**ПРЕДЛОЖЕННЫЙ ТЕКСТ:**
------------------------------------------------------------------------
Поскольку борьба с Кантом у о. Павла столь эмоциональна, то неудивительно, что он иногда впадает в преувеличения. Так, например, он практически отождествляет кантовское мировоззрение с возрожденческим, с чем мы согласиться не можем, хотя, конечно, некоторые базовые моменты Реформации и Просвещения, философски воплощенные Кантом, уже были заложены в культуре Возрождения. Такой подход затеняет переходной характер ренессансной культуры. Суть кантовского опыта, говорит Флоренский, в «невозможности встретиться с областью самодовлеющего»[170]. Но Ренессанс все-таки не вполне порвал с этой возможностью. Об этом свидетельствуют неоплатоновские и герметические тенденции в его культуре, отчасти сочетаемые с христианством, а отчасти ориентированные на возобновление древних языческих культов (например, у Дж. Бруно). Кроме того, эпистема возрожденской мысли, если принять схему Фуко, близка античному и средневековому типу мысли, для которого характерно использование понятий симпатии и антипатии, а не опытно-научно верифицируемого равенства.
«Платонизм, в особенности церковное миропонимание, – говорит о. Павел, – имеет в виду благое и святое, кантовское – злое и греховное»[171]. Это итоговое определение причин неприятия им Канта носит религиозно-мировоззренческий характер, выходя за рамки собственно философии. Церковное миропонимание определено здесь как разновидность платонизма. Флоренский не просто сближает языческий платонизм и христианское миропонимание. Нет, он прямо считает последнее формой платонизма. С этой точкой зрения трудно согласиться. Но перейдем к философской аргументации Флоренского против кантовской философии. Ключевым ее принципом он считает автономию разума, изолированного от живой духовной реальности, приводя соответствующую цитату из К. Фишера, определяющую автономию у Канта как род эгоцентризма. Итак, первый пункт для философского расхождения с Кантом – пафос самоопределения из чистого разума, автономии субъекта. Второй момент с ним тесно связанный – кантовская философия, помещает весь мир внутрь опыта субъекта. Кроме того, говорит о. Павел, у Канта лукаво смешиваются субъект с объектом и в результате ум, жаждущий истины, тонет в кенигсбергском тумане.
------------------------------------------------------------------------
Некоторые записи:
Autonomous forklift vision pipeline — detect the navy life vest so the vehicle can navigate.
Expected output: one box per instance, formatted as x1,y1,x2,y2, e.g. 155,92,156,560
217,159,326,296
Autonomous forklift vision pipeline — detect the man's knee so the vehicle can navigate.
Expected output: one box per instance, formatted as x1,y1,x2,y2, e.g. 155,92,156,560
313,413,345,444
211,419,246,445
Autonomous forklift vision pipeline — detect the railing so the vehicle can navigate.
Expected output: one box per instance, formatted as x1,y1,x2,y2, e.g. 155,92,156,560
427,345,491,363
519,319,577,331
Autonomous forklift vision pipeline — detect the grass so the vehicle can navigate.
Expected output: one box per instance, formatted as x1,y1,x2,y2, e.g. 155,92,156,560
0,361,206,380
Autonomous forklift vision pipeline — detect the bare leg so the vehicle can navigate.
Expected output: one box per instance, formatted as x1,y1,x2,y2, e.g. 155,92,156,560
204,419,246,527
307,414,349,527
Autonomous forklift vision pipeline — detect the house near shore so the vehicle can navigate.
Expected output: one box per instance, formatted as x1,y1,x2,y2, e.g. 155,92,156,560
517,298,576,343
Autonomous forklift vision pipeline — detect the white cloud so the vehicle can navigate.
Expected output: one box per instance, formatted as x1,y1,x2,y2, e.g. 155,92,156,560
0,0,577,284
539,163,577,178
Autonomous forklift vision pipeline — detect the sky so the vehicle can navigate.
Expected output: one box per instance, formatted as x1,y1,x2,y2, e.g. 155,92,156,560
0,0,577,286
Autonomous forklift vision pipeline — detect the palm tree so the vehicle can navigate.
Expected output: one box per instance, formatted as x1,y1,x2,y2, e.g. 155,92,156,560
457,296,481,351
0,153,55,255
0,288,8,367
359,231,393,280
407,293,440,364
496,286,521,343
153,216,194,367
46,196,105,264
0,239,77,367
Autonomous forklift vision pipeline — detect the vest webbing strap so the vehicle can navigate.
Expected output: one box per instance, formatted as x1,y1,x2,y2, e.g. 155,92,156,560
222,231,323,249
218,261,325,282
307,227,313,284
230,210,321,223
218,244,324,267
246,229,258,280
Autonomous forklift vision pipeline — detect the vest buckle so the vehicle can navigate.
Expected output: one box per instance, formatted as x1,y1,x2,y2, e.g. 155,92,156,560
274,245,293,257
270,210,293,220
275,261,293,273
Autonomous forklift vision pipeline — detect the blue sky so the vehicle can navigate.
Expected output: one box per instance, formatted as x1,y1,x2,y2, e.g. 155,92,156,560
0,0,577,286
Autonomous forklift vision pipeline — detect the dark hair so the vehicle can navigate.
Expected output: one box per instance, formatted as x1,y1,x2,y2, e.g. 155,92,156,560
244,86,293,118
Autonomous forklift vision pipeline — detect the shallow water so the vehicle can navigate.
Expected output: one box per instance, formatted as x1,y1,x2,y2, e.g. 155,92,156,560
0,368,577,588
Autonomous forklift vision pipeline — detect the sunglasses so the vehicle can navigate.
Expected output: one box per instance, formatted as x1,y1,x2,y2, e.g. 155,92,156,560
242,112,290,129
------------------------------------------------------------------------
**ЗАДАНИЕ A:**
Ответьте на вопросы по тексту о Флоренском и Канте:
(i) В чем, по словам Флоренского, суть кантовского опыта?
(ii) Из чьей работы Флоренский приводит цитату, определяющую автономию у Канта как род эгоцентризма?
(iii) Разновидностью чего в тексте названо церковное миропонимание?
**ЗАДАНИЕ B:**
Продолжите текст о Флоренском и Канте начиная после его последнего предложения.
Эти записи никак не связаны с текстом о Флоренском и Канте.

**ОТВЕТ A:**
(i) В «невозможности встретиться с областью самодовлеющего».
(ii) Из работы К. Фишера.
(iii) Разновидностью платонизма.

**ОТВЕТ B:**
Последний момент особенно важен для о. Павла. Дело в том, что его изначальная онтологическая интуиция задана контрастно, как бы копируя четкий контур гор на фоне небесной лазури. Противовес этой четкости – размытость сумеречных долин с их туманами. Кант для о. Павла – гений лукавства: «Это лукавство <…> психологизм, пытающийся запутать и затуманить сущую Истину, превращая ее в наше мечтание. Так белесоватым паром стирается четкость снежных кряжей»[172]. Кантовская философия, таким образом, противоречит основополагающему изначальному экзистенциальному опыту Флоренского. В детские еще годы он глубоко пережил истину-бытие по образу и подобию горных вершин[173]. Ее противоположность – небытие-заблуждение – выступила отрицанием горной чистоты, высоты и четкости. Такое онтологическое чувство (именно сначала чувство, а потом уж разум с его рассуждениями) возникло у него при созерцании снежных вершин Кавказа, вблизи которых он родился и жил: «Предельная четкость, ничего размытого – воплощенная онтология»[174]. Для такой изначальной интуиции платонизм и христианство действительно становятся почти неотличимыми друг от друга. «Воплощенный лишь смысл, – говорит о. Павел, – может потребовать от нас решительного ответа»[175]. А кантовская «религия в пределах только разума» не признает именно Воплощения Слова, ибо это было бы разрывом с рационалистическим субъективизмом и имманентизмом. Отсюда и такие характеристики Канта и его философии, как «гений лукавства», диалектическое мастерство различений, позволяющее смешивать несмешиваемое, и т. д. В результате нелюбовь о. Павла к Канту, растущая с годами, в «Философии культа» достигает своего апогея.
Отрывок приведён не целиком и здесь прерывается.